** Opening Document passage block **
Emergency DFG Actions Requested by The Fishermen of California
1. Impose rigid emergency water export restrictions for the State and Federal Water Project from the Delta during the out migration periods of salmon and steelhead stocks. These should be set to dramatically reduce the killing of millions of smolts that are pulled out of their historic migration routes to the sea and are lost as they are pulled across the Delta and are drawn into the pumps and destroyed annually. Pumping operations should also be set to properly position and then protect the
food web for smolts as they traverse the 100 miles of delta waters.
2. Require mitigation for all fish losses. The federal Central Valley Project and the State Water Projects do not mitigate for indirect losses of fish that result from project operations that pull out-migrants into the interior Delta where many of them are lost before they get to the pumping plants. In addition, the CVP, unlike the State Water Project, does not mitigate for the direct losses of fish destroyed by being entrained into their pumping plant. Such losses also include those lost in the salvage process. This must be corrected. Millions of salmonids and other species are lost annually. The total since the projects went on line is absolutely horrendous and the cumulative impacts accounts in large part for the decline of these fisheries.
3. Require state of the art screening of all major water diversions and pumping facilities in the Delta including the state and federal project pumps. The old louver screens at both projects are ineffective and outdated and the agencies that operate them know full well that they need to be replaced.
4. Require state of the art fish collection and salvage operations of all the fish currently entrained and subsequently salvaged at the state and federal projects. Millions of fish are currently lost annually due to stress and predation with today’s antiquated systems. The requirements should include modern collection, handling and net pen acclimation facilities.
5. Improved hatchery operations including trucking of all of the imprinted salmon and steelhead to locations below the delta. Acclimation of these fish using proven pen technology where the fish are held in net pens and subsequently released significantly reduces predation and generated survival and improved escapement rates that are several orders of magnitude higher than simply jettisoning the fish out of the trucks into the water. The department should have contracts in place for this acclamation process, as the release of hatchery fish begins soon. Given the decline of the fall-run salmon, this action alone could double the number of 2008 salmon that return in 2011.
** Closing Document passage block **
_Task item_
Continue the list of emergency actions requested by California fishermen, starting after its last item.
** Opening Records block **
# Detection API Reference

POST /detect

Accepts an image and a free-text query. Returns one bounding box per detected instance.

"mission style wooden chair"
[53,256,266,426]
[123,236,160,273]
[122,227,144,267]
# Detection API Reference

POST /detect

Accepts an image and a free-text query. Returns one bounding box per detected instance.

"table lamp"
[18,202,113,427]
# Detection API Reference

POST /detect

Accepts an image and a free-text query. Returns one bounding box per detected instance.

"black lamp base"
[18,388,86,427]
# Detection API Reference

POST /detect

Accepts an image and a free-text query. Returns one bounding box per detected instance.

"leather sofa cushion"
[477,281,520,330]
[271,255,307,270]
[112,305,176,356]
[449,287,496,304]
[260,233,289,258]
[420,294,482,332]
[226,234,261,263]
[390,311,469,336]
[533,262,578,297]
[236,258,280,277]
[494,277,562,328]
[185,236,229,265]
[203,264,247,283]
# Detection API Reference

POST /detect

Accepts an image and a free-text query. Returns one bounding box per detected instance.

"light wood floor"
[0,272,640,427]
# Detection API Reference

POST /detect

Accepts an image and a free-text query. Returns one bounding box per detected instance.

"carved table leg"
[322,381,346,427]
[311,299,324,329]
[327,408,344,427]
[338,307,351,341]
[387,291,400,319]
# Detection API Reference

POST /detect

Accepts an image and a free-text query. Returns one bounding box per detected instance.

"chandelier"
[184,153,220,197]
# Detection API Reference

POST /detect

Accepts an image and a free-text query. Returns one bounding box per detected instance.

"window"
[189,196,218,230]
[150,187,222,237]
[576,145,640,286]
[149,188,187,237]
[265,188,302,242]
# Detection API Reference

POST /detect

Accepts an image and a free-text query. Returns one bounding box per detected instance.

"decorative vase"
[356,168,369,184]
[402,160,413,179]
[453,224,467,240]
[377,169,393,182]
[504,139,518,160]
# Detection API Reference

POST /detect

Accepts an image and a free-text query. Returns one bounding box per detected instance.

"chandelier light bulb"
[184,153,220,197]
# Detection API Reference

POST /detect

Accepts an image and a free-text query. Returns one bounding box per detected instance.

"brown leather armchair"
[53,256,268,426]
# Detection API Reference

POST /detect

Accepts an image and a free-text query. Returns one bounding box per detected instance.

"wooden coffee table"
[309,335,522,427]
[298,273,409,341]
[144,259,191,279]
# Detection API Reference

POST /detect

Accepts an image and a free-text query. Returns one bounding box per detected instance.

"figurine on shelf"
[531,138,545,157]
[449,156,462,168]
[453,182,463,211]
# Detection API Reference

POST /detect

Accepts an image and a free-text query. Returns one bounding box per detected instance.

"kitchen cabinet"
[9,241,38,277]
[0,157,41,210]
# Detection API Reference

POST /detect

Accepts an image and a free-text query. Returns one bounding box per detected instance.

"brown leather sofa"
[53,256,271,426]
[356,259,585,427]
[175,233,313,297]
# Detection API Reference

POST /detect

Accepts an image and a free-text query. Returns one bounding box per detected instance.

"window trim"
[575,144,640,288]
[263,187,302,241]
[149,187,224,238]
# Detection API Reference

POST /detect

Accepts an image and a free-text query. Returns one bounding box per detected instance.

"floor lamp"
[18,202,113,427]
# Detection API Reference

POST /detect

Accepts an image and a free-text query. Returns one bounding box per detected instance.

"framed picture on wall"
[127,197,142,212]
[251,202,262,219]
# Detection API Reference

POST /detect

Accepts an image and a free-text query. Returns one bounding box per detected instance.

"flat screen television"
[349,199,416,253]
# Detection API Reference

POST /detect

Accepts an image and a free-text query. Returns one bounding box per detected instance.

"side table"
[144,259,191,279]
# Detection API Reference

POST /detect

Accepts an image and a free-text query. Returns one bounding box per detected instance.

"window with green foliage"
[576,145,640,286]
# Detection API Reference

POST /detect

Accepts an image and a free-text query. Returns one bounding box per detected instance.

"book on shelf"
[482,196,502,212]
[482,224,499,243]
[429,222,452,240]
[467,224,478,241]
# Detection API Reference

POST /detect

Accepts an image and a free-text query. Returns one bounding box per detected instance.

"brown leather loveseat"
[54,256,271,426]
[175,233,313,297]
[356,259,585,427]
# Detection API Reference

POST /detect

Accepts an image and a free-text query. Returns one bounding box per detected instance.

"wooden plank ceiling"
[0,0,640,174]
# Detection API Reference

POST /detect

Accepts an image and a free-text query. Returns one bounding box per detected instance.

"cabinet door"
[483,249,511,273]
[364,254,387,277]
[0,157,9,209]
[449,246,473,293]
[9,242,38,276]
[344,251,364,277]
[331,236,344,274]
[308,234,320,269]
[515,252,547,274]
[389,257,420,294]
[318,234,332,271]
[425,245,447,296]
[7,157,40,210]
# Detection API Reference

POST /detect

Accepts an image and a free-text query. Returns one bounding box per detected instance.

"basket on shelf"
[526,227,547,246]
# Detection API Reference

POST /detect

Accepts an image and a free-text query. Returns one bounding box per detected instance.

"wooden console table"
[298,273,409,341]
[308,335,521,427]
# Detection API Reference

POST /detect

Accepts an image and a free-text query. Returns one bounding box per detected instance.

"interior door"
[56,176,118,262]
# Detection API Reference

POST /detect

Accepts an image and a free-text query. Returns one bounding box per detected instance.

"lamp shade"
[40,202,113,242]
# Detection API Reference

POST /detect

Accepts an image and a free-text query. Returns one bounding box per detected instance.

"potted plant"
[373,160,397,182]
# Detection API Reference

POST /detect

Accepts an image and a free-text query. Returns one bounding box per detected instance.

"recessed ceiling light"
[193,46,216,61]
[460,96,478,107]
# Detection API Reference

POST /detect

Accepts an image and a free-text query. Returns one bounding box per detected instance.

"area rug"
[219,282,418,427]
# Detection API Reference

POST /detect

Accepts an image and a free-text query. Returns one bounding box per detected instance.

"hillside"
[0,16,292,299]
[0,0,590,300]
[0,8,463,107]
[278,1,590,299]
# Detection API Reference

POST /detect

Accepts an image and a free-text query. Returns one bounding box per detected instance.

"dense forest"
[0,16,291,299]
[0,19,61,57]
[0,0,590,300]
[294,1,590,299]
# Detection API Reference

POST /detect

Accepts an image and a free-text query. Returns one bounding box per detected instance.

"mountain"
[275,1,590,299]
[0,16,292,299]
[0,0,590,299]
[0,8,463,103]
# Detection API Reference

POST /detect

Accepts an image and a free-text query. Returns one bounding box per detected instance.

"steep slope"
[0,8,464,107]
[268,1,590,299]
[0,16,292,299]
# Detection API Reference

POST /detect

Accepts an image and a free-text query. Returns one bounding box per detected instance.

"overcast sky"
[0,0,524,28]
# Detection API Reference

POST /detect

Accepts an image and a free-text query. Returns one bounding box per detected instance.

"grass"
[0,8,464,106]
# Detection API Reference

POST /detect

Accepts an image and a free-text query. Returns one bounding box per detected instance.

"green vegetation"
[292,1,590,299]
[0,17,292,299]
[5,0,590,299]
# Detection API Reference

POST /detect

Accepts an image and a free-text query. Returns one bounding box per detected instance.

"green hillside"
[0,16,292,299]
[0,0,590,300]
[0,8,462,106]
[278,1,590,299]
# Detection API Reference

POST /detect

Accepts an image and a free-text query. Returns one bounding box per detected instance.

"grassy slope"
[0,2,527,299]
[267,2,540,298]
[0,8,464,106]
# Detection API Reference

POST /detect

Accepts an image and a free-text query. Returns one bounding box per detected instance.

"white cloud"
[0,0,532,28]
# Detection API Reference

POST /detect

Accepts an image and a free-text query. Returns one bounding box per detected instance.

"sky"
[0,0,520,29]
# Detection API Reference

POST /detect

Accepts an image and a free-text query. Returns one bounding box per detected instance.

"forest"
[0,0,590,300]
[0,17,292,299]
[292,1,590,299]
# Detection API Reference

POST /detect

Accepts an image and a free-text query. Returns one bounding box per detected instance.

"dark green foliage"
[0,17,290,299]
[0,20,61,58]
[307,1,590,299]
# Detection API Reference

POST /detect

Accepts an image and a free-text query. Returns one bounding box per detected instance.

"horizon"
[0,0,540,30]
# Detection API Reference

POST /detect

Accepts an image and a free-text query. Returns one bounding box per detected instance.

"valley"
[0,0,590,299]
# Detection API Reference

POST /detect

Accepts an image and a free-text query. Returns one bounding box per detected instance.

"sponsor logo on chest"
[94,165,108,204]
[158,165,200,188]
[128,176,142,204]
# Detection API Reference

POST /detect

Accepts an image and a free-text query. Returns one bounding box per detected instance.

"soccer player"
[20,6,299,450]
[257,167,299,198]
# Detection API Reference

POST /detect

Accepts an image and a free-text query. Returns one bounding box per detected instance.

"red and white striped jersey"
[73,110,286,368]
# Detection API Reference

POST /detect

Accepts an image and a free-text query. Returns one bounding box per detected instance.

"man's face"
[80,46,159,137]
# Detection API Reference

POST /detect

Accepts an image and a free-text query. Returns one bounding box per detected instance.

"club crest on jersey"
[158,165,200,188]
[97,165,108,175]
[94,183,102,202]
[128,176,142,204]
** Closing Records block **
_Task result_
6. Expansion and use of net pens for the grow out of salmon, steelhead and striped bass. This technology has been proven to substantially improve survival rates. Salmon pens are now operated by the Tyee Club in Tiburon and in other communities. Striped bass pens were successfully operated in Suisun and San Pablo Bays in the 1990’s. The baby fish are raised for up to one year and then released.
7. Appointment of a joint government and fisherman task force to scope, plan and expedite short term projects and regulatory actions that can help the fishery. Knowledgeable representatives of both the sport and commercial sectors should be included as well as representatives from U.S. Fish and Wildlife and NMFS. This group should meet regularly and have access to the agency resources.
8. Pollution from the agricultural return flows in Delta tributaries must be brought into compliance with the Clean Water Act standards ASAP. The department should be the lead agency in an aggressive campaign to compel the regional and State Water Resources Control Boards to stop pollution at is source instead of allowing over fifty miles of Delta waters to be significantly impaired and out of compliance with the Clean Water Act and the state’s basin plan objectives. This noncompliance has significant impacts to the Delta’s foodweb and needs to be stopped now.